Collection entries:

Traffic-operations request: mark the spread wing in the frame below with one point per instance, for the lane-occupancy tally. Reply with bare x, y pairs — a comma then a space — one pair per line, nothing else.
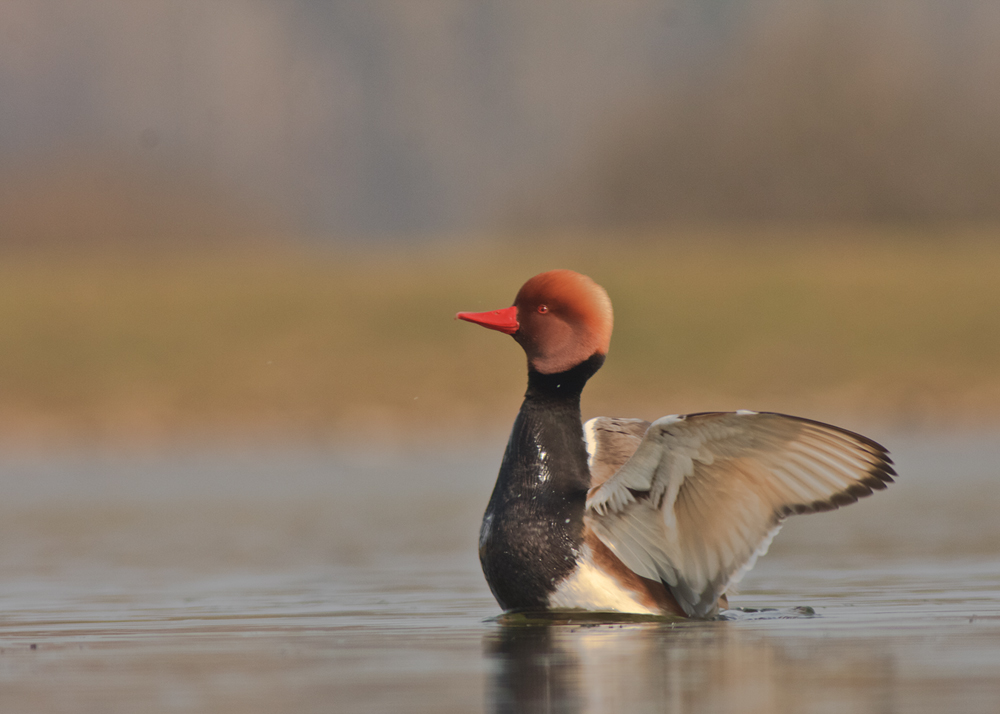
703, 494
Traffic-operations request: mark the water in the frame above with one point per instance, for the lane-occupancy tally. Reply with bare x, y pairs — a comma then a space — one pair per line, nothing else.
308, 580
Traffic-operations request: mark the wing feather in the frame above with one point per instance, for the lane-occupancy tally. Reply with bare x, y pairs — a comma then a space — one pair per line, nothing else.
702, 495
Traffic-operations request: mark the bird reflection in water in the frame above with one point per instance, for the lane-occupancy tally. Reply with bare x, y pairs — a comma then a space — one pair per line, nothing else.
686, 668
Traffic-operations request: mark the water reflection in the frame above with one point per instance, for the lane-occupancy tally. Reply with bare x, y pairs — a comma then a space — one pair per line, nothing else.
686, 668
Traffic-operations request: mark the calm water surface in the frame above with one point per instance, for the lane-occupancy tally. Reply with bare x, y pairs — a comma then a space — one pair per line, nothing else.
309, 580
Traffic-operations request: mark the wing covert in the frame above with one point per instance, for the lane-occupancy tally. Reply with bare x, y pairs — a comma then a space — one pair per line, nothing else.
703, 494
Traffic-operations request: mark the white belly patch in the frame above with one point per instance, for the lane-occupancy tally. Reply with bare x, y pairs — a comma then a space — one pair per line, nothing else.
590, 588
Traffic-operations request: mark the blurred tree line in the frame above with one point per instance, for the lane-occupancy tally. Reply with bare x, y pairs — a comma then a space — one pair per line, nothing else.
373, 117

**Challenge:** Reproduce the stretch of records from the line containing "Traffic-operations request: mark the water reflection" through the end of the records, requests included, adding -98 to every coordinate in the answers.

**Worked solution:**
Traffic-operations request: mark the water reflection in the frame above with one point per instance, for the lane-occupancy tally. Reply with bare x, y pairs — a comma then a space — one pair per line, nothing else.
588, 570
Traffic-operations request: mark the calm water surface in the frame above with one point per instance, for the lane-occupancy tally. Reply with bare x, y pairs — a comma then a space — one pair per line, nothing else.
211, 482
Traffic-operations request: mark the wing covert in the frame above with one point per instance, for the lane-occupancy tally. Reply with bare x, y pairs — a comma then a space — one pair per line, nothing else.
605, 396
Traffic-operations request: mark the white belly patch in the frame above with one point per instance, for the lane-occupancy tally. Reply with bare x, y pairs — a comma then a space — one pair per line, nothing else.
492, 490
Traffic-operations request: mark the blurred tree line in the frame above with one point per instance, for the lane-occupancy tally. Reply with bare x, y pairs — a comma then a space — one pair per line, nothing else.
275, 19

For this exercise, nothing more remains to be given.